* Begin *

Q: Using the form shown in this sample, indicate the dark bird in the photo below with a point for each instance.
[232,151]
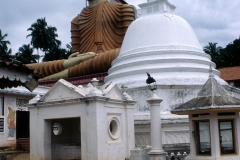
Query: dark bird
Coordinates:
[150,79]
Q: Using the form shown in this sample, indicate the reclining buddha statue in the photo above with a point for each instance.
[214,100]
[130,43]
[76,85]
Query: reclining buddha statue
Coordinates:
[97,34]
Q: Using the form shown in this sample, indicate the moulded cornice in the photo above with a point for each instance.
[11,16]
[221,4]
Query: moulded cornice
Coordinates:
[161,48]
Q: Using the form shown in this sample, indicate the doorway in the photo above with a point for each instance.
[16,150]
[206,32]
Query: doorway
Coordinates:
[22,130]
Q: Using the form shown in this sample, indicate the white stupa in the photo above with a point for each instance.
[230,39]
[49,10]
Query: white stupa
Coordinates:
[164,45]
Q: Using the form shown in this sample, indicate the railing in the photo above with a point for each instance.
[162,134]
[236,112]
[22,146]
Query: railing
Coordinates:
[177,156]
[3,156]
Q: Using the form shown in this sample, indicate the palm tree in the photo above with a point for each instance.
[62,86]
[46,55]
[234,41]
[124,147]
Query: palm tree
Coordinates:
[25,54]
[69,49]
[43,36]
[214,52]
[4,51]
[55,53]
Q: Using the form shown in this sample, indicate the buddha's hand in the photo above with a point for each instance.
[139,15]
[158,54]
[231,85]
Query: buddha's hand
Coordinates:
[77,54]
[91,54]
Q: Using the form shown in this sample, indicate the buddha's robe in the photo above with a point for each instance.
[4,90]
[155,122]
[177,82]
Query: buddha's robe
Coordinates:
[99,29]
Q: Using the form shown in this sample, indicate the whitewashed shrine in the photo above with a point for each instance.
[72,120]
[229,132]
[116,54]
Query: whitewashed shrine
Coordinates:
[72,122]
[214,123]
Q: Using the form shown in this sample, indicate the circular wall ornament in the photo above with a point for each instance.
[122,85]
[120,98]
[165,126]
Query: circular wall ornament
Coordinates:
[114,128]
[57,129]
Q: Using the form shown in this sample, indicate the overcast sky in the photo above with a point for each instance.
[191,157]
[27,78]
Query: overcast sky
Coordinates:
[212,20]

* End *

WHAT YOU NEED TO DO: Rescale the items from the line containing "the buddha's robe" through the last line of the items, both ends included. Reproduce every one of those lines, requests included, but multiply each answer point coordinate by 2.6 and round it to the nearest whole number, with halves rounded up.

REPLY TO THE TASK:
Q: Using the form shown in this sample, indicate the buddha's robe in the photo above with a point for each instance.
[4,90]
[155,122]
[177,82]
Query: buddha's robe
Coordinates:
[257,75]
Q: Using the form shown in this sample, indicate the whitewashed shrine in the photo above with a point for each instance.
[72,120]
[229,132]
[116,54]
Query: whitewashed shrine
Coordinates:
[187,317]
[556,320]
Q: Using the form shown in this sample, indicate the circular wall ornament in the photo above with a point for each instance.
[122,85]
[120,98]
[165,126]
Query: circular wall ornament
Coordinates:
[296,333]
[148,335]
Q: Using the form shown in this sample, indicate the overcast sky in the photo above with a point for each instance.
[191,157]
[27,78]
Query: overcast sky
Coordinates:
[551,52]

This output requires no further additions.